_Request_. Return verbatim the run of lines that opens with the line holding "Quality check round. The original labels for girl's" and closes with the last line of the records.
* Begin Data *
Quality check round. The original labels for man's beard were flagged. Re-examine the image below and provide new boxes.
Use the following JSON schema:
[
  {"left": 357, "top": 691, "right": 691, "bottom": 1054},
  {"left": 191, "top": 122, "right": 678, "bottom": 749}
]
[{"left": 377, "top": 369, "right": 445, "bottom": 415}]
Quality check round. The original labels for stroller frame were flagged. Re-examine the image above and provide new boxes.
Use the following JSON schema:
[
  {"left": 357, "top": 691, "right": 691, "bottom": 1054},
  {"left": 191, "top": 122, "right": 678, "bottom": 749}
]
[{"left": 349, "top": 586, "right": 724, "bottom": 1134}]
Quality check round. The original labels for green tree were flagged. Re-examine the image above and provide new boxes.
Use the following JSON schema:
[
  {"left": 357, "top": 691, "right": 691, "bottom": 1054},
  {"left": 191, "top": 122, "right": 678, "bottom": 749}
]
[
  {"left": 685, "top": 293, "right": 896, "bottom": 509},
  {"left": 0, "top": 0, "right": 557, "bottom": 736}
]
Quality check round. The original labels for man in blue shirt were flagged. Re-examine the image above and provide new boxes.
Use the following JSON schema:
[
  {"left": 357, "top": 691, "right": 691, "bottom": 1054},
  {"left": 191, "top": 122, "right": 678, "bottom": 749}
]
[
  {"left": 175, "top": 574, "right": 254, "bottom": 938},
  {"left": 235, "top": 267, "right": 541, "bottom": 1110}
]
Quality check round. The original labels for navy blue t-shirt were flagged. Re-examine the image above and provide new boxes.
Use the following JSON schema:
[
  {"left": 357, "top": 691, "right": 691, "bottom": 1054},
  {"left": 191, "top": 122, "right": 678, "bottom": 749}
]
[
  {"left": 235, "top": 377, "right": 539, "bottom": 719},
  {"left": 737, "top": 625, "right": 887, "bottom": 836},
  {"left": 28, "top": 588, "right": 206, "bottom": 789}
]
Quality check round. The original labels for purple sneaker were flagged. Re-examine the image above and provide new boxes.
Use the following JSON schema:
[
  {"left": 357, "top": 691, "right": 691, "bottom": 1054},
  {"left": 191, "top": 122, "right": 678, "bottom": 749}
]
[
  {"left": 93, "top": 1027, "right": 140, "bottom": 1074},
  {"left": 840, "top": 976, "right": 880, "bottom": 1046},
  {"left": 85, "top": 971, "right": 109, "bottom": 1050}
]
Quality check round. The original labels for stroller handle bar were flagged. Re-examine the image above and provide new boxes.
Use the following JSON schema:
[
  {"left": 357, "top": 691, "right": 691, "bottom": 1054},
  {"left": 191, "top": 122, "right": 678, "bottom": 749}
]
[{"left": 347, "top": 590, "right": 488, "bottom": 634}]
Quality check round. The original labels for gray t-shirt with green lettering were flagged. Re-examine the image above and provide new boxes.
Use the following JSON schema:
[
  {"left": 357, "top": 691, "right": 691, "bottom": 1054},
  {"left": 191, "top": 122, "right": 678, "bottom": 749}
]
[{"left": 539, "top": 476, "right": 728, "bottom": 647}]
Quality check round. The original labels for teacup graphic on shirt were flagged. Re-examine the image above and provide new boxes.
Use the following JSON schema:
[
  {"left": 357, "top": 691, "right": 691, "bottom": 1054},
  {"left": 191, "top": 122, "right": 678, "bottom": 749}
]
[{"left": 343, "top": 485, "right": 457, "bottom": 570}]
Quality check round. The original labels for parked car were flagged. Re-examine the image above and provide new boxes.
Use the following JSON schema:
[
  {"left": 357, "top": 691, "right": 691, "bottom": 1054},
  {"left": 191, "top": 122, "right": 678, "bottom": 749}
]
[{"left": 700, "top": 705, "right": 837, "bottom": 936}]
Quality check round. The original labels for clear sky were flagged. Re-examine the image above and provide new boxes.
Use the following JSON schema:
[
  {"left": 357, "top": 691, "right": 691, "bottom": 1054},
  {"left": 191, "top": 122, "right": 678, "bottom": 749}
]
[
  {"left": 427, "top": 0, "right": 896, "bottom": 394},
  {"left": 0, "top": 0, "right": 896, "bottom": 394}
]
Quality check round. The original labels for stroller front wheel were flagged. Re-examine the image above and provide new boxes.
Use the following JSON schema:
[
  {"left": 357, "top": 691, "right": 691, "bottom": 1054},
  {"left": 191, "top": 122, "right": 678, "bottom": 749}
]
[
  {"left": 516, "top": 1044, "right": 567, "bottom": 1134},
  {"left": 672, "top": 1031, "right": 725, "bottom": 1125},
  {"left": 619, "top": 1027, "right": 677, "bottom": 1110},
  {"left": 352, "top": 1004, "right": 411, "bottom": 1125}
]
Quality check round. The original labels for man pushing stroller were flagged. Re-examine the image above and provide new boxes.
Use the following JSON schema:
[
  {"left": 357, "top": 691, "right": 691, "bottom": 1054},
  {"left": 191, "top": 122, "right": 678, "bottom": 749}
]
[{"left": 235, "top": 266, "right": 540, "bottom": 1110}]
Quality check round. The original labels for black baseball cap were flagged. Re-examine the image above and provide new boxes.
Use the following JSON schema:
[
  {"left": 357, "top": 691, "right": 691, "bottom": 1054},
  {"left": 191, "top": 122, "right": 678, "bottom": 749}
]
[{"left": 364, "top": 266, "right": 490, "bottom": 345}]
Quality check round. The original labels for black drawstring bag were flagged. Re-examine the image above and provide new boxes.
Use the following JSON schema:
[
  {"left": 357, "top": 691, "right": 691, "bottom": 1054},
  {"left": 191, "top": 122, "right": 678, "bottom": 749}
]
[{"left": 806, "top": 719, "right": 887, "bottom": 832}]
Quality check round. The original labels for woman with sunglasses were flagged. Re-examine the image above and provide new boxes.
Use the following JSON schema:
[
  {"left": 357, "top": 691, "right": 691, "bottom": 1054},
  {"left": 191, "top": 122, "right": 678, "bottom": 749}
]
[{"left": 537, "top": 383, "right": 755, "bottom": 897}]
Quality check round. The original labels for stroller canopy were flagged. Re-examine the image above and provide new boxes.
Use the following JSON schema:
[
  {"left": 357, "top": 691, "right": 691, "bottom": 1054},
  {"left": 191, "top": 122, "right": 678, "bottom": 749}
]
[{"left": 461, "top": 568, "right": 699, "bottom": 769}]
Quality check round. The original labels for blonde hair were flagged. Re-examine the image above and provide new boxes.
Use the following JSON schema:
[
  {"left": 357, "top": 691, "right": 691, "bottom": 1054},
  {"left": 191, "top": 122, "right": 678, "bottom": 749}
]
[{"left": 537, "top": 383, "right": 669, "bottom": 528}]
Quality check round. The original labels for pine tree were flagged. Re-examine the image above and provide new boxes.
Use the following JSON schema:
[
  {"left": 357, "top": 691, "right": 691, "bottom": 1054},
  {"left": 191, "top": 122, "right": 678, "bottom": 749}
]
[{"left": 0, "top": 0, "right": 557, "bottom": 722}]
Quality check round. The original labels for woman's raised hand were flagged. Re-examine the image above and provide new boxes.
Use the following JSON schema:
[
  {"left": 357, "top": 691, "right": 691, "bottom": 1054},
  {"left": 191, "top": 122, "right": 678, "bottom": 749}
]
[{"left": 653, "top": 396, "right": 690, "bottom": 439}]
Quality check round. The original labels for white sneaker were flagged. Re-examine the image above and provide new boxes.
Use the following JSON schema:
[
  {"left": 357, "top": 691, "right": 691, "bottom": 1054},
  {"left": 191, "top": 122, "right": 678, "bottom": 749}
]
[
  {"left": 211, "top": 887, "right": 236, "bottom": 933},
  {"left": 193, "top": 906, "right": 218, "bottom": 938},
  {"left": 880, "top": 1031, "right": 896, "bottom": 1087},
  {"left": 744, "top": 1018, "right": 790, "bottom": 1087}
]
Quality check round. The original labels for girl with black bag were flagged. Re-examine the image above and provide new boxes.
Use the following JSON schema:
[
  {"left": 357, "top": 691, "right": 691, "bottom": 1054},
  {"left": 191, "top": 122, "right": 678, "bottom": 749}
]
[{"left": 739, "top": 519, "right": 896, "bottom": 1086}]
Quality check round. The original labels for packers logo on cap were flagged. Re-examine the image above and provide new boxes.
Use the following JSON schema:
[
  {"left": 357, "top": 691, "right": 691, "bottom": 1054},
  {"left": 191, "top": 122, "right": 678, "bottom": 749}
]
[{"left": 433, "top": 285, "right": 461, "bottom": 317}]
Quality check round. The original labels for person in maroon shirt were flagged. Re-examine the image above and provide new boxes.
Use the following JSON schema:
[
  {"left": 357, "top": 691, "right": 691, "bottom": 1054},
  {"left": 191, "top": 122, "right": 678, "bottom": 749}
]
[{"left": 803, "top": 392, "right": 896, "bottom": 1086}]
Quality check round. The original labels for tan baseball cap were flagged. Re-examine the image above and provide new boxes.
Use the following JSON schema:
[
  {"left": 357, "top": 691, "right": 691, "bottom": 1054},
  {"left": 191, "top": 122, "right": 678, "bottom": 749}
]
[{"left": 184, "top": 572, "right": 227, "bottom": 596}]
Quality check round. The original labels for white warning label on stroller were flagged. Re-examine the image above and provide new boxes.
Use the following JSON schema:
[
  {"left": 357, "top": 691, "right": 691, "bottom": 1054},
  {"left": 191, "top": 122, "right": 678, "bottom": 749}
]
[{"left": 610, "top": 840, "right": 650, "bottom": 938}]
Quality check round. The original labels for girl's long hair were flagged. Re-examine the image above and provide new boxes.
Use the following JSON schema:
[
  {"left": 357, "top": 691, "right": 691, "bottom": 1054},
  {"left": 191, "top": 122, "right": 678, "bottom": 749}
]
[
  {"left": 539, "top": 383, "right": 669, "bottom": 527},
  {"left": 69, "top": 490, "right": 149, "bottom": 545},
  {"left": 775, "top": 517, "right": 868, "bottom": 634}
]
* End Data *
_Answer to the task_.
Quality check round. The original labels for girl's long hair were flagged. Re-examine the image above and provide new boxes.
Use the following JSON schema:
[
  {"left": 357, "top": 691, "right": 691, "bottom": 1054},
  {"left": 191, "top": 122, "right": 678, "bottom": 749}
]
[
  {"left": 539, "top": 383, "right": 669, "bottom": 527},
  {"left": 69, "top": 490, "right": 149, "bottom": 545},
  {"left": 775, "top": 517, "right": 868, "bottom": 634}
]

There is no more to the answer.